> [INSTRUCTIONS FOR THE TASK]
Return each line of the rows below as a JSON list of strings, one string per line, with blank lines left out. Leave the pictures out of your answer.

> [RECORDS PROVIDED]
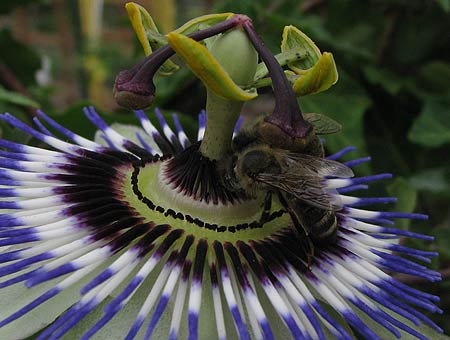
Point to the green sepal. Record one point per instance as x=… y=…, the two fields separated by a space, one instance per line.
x=202 y=22
x=207 y=68
x=323 y=125
x=294 y=39
x=148 y=34
x=319 y=78
x=283 y=59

> [COMPLETED EXERCISE]
[
  "Point to the green sepal. Record one point per instance as x=… y=…, the two fields separated by a space, one instance per line.",
  "x=202 y=22",
  "x=207 y=68",
  "x=323 y=125",
  "x=294 y=39",
  "x=148 y=34",
  "x=319 y=78",
  "x=283 y=59"
]